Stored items
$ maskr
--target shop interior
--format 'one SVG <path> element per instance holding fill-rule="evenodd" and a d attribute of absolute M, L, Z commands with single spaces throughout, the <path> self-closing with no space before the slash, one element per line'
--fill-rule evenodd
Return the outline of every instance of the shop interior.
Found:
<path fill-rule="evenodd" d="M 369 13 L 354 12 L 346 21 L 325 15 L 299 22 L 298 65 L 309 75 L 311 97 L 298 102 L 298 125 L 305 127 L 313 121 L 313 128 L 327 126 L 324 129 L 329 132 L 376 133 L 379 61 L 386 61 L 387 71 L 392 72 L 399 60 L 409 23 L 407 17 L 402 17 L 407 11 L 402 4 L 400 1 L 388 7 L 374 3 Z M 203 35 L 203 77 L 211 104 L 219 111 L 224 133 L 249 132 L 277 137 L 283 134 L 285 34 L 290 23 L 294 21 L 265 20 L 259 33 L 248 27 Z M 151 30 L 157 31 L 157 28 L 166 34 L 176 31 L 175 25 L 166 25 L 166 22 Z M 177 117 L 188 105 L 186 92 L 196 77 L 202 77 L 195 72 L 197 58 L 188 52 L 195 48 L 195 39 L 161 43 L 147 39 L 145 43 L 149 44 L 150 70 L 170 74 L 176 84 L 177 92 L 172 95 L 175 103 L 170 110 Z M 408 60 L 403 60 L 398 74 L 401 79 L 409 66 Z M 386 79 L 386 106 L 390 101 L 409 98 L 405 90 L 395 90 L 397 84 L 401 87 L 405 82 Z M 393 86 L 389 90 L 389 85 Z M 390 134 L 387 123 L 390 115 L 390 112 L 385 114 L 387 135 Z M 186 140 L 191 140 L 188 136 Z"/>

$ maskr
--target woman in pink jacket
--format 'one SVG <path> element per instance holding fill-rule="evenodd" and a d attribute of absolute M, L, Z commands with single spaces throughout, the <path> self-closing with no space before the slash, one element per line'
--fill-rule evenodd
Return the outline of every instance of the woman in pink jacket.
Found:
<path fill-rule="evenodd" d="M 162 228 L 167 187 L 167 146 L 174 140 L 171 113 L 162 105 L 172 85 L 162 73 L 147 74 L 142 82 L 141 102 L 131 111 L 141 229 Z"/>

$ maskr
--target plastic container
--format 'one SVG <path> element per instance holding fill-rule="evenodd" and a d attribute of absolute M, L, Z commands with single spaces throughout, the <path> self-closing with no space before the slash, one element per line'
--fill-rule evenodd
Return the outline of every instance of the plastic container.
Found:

▸ **YOUR TASK**:
Retype the listing without any changes, beginning at its first line and stopping after the line that contains "369 13 L 354".

▸ **SOLUTION**:
$ maskr
--target shop interior
--format 'one SVG <path> element per instance holding fill-rule="evenodd" and a d attribute of absolute M, L, Z commands with single spaces throughout, the <path> self-closing with no space before the slash, one element per line'
--fill-rule evenodd
Return the outline of every instance of the shop interior.
Found:
<path fill-rule="evenodd" d="M 369 13 L 354 12 L 346 21 L 325 15 L 299 22 L 298 65 L 309 75 L 311 97 L 298 102 L 298 125 L 305 127 L 313 121 L 313 128 L 327 126 L 324 129 L 329 132 L 376 133 L 379 61 L 386 61 L 387 71 L 392 72 L 399 60 L 409 23 L 407 17 L 402 17 L 407 11 L 402 4 L 400 1 L 388 7 L 374 3 Z M 203 35 L 203 77 L 211 104 L 219 111 L 224 133 L 249 132 L 277 137 L 283 134 L 285 34 L 290 23 L 294 21 L 265 20 L 259 33 L 248 27 Z M 151 30 L 157 31 L 157 28 L 166 34 L 176 31 L 175 25 L 166 25 L 166 22 Z M 177 117 L 188 105 L 186 92 L 196 77 L 202 77 L 195 72 L 197 58 L 188 52 L 195 48 L 195 39 L 161 43 L 147 39 L 145 43 L 149 44 L 150 70 L 170 74 L 176 84 L 177 92 L 172 95 L 175 103 L 170 110 Z M 408 60 L 403 60 L 398 74 L 401 79 L 409 66 Z M 386 79 L 386 106 L 390 101 L 409 98 L 405 90 L 395 90 L 397 84 L 401 87 L 405 82 Z M 393 86 L 389 90 L 389 85 Z M 390 134 L 387 123 L 390 115 L 390 112 L 385 114 L 387 135 Z M 186 140 L 191 140 L 188 136 Z"/>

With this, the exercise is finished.